**PARTS OF THE EXERCISE:**
A. Sum up the passage on fuel/air mixture adaptation in two sentences.
B. Write what comes next in the passage on fuel/air mixture adaptation, picking up after its last sentence.

The participatory control is changed multiplicatively and additively via the fuel/air mixture adaptation in such a way, that the corrections of the oxygen sensors (FR) can be kept small so that even during unregulated operation, the fuel/air mixture is close to Lambda 1.

The procedure is based on the following assumptions:
Over the life span of the engine and through different tolerances, two basic faults may occur: the multiplicative fault and the additive fault per time unit (false air). During idle the false air fault dominates (low air ratio, low rpm), at high air ratio the multiplicable fault dominates.

A fault combination of multiplicable and additive nature is compensated correctly when a corrective value in its dominant area is adapted.

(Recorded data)

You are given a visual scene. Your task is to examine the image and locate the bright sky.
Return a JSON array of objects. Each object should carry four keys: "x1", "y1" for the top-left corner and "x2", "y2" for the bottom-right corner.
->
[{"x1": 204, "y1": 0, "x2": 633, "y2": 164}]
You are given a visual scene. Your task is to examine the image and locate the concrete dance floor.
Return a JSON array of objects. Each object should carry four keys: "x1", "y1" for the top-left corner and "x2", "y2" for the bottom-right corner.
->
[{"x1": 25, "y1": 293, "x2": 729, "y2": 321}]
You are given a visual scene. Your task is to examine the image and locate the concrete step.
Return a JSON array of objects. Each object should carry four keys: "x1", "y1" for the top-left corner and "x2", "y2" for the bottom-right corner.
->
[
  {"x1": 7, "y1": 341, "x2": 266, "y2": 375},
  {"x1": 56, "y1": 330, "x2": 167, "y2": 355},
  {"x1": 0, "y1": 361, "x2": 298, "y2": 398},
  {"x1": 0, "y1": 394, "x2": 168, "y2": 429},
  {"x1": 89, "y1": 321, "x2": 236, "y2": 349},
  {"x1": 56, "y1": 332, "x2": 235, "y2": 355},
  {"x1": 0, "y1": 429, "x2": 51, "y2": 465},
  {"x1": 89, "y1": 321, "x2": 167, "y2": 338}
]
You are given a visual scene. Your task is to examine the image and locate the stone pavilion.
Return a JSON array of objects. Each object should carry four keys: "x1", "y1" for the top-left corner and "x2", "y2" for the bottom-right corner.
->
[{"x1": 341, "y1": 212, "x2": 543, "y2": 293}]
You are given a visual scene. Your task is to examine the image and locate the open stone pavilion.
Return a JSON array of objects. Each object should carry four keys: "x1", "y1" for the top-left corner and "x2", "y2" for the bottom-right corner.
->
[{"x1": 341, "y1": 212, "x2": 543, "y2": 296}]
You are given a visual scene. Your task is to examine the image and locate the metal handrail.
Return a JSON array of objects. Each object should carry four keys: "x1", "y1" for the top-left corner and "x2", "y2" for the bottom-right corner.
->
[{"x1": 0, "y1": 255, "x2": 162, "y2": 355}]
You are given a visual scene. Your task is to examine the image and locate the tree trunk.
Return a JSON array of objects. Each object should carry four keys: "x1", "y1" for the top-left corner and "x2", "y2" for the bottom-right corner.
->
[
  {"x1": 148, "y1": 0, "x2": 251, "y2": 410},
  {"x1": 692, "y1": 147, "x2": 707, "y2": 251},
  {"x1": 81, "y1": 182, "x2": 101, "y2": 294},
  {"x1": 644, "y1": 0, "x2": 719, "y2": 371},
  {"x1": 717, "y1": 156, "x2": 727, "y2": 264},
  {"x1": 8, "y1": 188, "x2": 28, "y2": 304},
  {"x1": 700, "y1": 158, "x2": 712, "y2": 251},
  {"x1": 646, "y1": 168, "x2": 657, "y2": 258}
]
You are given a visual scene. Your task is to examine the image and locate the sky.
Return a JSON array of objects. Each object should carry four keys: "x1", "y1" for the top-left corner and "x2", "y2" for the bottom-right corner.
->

**WRITTEN ANSWERS:**
A. Mixture adaptation changes the control both multiplicatively and additively so that the oxygen sensor corrections stay small and the mixture stays close to Lambda 1 even without regulation. It assumes that engine life and tolerances can produce two basic faults, a multiplicative one that dominates at high air ratio and an additive false-air one that dominates at idle, and that a mix of the two is corrected properly when a correction value is adapted where each dominates.

B.
Therefore there are two adaptation areas: the adaptation in the idle segment and the adaptation under load.

Area 1: Sector near idle = TRA
Area 2: Load sector = FRA

System description:
After dialing the adaptation values for the 02S System, the following displays may appear:

Area 1:
TRA: xxx
TRA2: xxx
Button 1 or N

Explanation:

TRA: = Adaptation in idle sector for cylinders 1 - 3
TRA2: = Adaptation in idle sector for cylinders 4 - 6

Area 2:
xxx
FRA2: xxx
Button 1 or N

Explanation:

FRA: = Adaptation under load for cylinders 1 - 3
FRA2: = Adaptation under load for cylinders 4 - 6

Oxygen sensor:
FR:
FR2:
Button 1 or N

Explanation:

FR: = Oxygen sensor (integrator) cylinders 1 - 3
FR2: = Oxygen sensor (integrator) cylinders 4 - 6

Function: After the ECM was disconnected from constant plus, the numerical values are at 1.00 (FRA) or 0 (TRA). After starting the engine first the programmed channel is displayed.

Example:

Area 1:
TRA: 0
TRA2: 0
Button 1 or N

After release of the 02S system (depending on engine temperature) the oxygen sensor (FR) moves at about its mean value(for example 0.98 - 1.03).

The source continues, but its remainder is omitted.